───── Texto de lectura ─────

La brecha entre dos mundos ha convertido el Mediterráneo en un cementerio. Miles de personas mueren al año cruzando esta frontera. Mientras, en el mar, chocan los Estados y las ONG, con visiones opuestas de la tragedia. Navegamos sobre el agujero más negro de esta crisis humanitaria, a orillas de Libia, en el buque de mando de la misión europea en la zona
EL ALMIRANTE Moreno Susanna, al mando de la operación Eunavfor Med, la misión europea desplegada en el Mediterráneo central para hacer frente a las redes de tráfico de personas, preside la mesa. Pide un “sit rep”, un informe de situación. Y entonces su camarote parece convertirse en una salita de teatro. Se abre la puerta y entra en escena el capitán de fragata Martín Prieto; cuenta que el resto de barcos “ya están en faena”. El Andrea Doria, un destructor italiano, atiende tres eventos SAR (de búsqueda y rescate). El Vos Hestia, embarcación de Save the Children, otros cuatro. El SeeFuchs, de una ONG alemana, se ocupa de uno más. El William B. Yeats, patrullero de guerra irlandés con nombre de poeta, rescata a otra patera. Han detectado una más a seis millas de Libia. El velero Astral, de la ONG española Proactiva Open Arms, está cerca. El Zeffiro, fragata italiana con cicatrices de varios conflictos, va de camino. Y el Cantabria, este buque español de aprovisionamiento en combate en el que navegamos, cuartel general de la misión europea, le sigue a 18 nudos. En resumen: hay 10 pateras, con un millar de migrantes, y un buen pedazo de Europa a un paso de Libia. Civiles, policías y militares. Solo faltan los últimos invitados. “¿Noticias de algún patrullero libio?”, pregunta el almirante. Su interlocutor tuerce el gesto. El superior cierra la escena: “Una buena batida antes de que sea de noche”. Es su decimoquinta jornada al frente de la misión. Y en este día tórrido, uno de esos en los que el cielo y el mar se confunden, se acuerda del consejo que le dio su colega italiano, antes del relevo: “Los días tienen 26 horas. Y cada instante cambia la situación”.
Es septiembre de 2017 y la brecha entre dos mundos ha convertido el Mediterráneo en un escenario imposible en el que chocan las ONG, el aparato militar y de seguridad europeo y Libia, ese agujero negro donde el tráfico de personas es uno de los pocos negocios que aún funcionan: mueve unos 5.000 millones de euros al año, más de lo que factura Inditex en España. Desde 2014, han llegado a Italia 600.000 personas por esta ruta del Mediterráneo central. Más de 10.000 han muerto en la travesía. Y, poco a poco, los actores en juego han ido manifestándose sobre el gran cementerio de las migraciones.

───── Datos proporcionados ─────

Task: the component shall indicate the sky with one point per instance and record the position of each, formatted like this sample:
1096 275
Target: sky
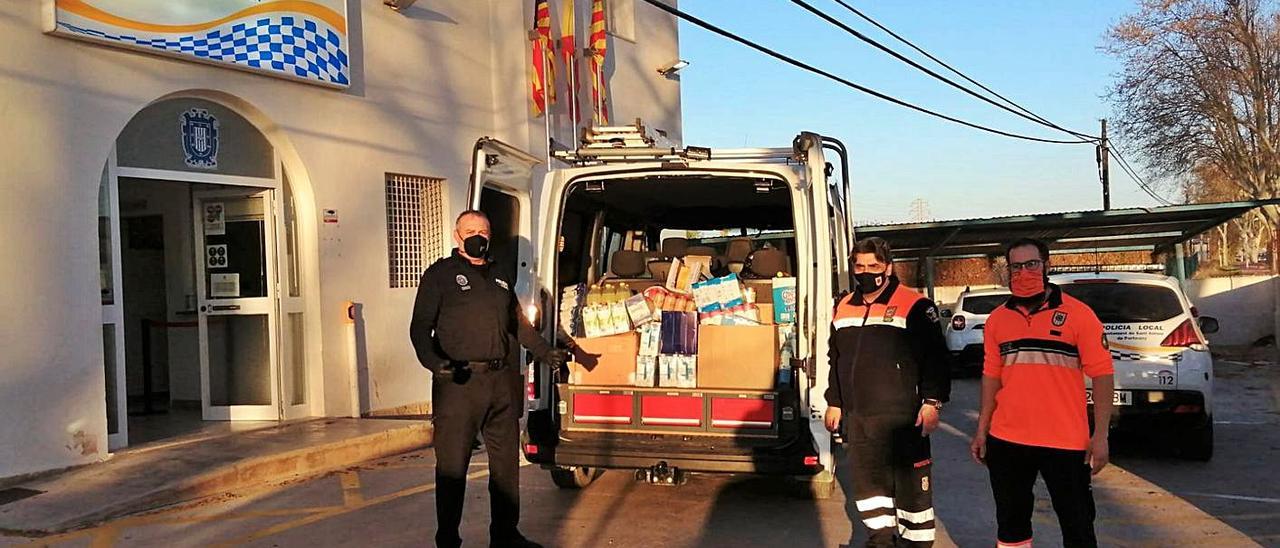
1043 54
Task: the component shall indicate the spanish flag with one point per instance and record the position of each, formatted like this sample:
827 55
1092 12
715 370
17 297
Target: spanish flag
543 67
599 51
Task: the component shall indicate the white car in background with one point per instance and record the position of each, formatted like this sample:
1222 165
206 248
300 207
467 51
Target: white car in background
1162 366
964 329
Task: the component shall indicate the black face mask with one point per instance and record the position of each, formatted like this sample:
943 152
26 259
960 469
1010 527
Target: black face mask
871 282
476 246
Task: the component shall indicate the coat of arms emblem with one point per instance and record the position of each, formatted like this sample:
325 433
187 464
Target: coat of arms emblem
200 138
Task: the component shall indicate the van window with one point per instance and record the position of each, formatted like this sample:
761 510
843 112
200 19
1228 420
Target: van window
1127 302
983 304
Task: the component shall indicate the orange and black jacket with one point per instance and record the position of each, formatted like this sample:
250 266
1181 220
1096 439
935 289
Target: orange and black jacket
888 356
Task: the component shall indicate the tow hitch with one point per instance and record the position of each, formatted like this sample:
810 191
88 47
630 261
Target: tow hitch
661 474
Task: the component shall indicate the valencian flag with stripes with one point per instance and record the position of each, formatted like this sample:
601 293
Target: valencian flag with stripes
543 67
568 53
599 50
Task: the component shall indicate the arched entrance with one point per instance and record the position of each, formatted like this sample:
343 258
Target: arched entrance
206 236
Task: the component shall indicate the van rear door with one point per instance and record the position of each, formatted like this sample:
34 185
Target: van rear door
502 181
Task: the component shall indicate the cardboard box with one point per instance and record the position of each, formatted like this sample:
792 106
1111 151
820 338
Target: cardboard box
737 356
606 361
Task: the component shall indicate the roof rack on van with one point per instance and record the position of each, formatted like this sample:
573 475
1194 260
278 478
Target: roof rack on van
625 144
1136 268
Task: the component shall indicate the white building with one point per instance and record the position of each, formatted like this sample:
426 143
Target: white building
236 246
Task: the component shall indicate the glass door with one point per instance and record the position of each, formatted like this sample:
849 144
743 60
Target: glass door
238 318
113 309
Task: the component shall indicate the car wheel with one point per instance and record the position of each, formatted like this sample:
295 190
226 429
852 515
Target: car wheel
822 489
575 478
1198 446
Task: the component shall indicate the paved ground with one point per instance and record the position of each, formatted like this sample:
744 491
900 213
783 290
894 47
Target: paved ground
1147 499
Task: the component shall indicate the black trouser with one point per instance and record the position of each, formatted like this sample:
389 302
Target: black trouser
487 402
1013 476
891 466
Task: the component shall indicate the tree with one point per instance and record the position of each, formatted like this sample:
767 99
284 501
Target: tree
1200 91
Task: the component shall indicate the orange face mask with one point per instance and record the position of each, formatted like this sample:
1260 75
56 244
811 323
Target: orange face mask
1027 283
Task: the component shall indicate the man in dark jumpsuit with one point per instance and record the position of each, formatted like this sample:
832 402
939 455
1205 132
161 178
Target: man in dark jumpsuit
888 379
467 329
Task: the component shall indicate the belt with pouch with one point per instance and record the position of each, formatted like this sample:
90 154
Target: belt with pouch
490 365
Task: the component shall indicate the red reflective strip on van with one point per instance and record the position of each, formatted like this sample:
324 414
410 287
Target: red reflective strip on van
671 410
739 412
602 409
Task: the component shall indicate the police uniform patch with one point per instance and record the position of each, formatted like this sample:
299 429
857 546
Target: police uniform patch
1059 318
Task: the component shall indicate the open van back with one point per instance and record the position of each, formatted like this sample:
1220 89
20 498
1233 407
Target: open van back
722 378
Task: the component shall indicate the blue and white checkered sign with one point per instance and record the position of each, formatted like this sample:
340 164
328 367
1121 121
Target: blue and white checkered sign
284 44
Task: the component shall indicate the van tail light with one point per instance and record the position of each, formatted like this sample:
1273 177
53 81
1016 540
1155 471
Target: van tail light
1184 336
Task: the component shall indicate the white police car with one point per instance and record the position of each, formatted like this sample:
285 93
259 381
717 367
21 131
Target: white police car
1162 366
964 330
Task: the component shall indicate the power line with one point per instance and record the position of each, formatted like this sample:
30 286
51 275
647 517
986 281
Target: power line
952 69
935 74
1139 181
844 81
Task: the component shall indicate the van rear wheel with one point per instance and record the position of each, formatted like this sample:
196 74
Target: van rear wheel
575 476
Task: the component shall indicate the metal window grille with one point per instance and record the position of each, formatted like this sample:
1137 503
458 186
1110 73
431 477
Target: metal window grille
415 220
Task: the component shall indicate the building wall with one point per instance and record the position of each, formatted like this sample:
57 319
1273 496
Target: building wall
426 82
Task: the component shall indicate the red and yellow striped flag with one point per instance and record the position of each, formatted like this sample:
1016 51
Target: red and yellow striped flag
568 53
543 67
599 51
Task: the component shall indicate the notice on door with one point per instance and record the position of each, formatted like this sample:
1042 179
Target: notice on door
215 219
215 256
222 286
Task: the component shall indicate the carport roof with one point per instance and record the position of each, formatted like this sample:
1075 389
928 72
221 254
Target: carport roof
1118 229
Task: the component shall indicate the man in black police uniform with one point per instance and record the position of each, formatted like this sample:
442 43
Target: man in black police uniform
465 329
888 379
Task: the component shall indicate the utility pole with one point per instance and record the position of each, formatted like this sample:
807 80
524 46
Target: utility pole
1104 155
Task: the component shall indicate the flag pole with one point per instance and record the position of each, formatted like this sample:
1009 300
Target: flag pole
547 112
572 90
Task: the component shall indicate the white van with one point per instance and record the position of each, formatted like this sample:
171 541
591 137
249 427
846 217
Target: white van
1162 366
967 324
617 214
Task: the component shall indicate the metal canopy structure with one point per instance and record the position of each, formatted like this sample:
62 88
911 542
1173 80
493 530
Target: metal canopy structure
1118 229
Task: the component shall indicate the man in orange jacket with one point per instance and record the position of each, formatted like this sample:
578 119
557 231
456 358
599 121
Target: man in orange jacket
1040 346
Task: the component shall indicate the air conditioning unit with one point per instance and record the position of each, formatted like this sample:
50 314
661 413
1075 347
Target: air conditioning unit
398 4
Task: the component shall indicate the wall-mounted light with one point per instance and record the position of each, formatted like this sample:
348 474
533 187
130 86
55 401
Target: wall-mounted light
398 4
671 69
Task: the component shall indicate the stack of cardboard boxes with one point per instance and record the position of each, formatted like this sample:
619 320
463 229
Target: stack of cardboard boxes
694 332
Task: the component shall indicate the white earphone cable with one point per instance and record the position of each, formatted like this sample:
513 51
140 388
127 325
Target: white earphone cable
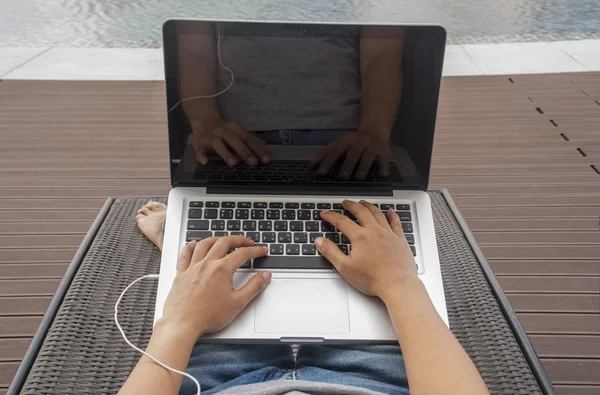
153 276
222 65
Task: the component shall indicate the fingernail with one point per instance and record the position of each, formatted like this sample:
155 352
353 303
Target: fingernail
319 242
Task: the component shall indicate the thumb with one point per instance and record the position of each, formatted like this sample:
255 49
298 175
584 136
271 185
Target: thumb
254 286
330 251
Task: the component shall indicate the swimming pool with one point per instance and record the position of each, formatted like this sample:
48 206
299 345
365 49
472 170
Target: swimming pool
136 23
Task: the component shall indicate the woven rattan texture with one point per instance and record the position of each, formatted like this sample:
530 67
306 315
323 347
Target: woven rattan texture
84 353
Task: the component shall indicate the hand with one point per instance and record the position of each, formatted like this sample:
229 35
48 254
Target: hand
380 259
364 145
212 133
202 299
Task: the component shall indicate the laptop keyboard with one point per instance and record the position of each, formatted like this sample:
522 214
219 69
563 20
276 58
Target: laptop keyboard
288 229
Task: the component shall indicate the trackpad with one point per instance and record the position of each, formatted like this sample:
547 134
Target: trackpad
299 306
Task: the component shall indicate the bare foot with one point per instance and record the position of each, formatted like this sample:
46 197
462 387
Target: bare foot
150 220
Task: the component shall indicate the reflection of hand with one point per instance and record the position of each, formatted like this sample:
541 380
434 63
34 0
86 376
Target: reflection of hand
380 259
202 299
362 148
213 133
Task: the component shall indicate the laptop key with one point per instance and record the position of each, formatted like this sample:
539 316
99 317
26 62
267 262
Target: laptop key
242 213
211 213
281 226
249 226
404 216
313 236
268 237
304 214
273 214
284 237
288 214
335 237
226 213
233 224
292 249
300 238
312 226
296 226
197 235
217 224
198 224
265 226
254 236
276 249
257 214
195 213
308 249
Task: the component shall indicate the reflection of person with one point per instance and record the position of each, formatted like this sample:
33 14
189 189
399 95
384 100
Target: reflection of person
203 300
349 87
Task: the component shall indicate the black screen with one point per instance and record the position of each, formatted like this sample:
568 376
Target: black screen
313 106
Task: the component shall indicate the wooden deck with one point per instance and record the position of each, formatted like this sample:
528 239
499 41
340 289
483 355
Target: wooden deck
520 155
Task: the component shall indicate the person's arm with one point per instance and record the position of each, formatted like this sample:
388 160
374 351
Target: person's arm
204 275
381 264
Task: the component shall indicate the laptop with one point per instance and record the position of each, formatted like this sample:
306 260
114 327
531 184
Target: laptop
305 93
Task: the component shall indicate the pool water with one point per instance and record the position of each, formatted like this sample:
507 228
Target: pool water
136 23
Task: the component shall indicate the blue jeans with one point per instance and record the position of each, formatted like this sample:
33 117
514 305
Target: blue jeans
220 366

─────

◆ Instrucciones de trabajo ◆
Copia el tramo del texto sobre el Mediterráneo que va desde "Es septiembre de" hasta "de las migraciones.", cambiando "Inditex" por "Mango". Los datos no intervienen en este ejercicio.

◆ Respuesta del ejercicio ◆
Es septiembre de 2017 y la brecha entre dos mundos ha convertido el Mediterráneo en un escenario imposible en el que chocan las ONG, el aparato militar y de seguridad europeo y Libia, ese agujero negro donde el tráfico de personas es uno de los pocos negocios que aún funcionan: mueve unos 5.000 millones de euros al año, más de lo que factura Mango en España. Desde 2014, han llegado a Italia 600.000 personas por esta ruta del Mediterráneo central. Más de 10.000 han muerto en la travesía. Y, poco a poco, los actores en juego han ido manifestándose sobre el gran cementerio de las migraciones.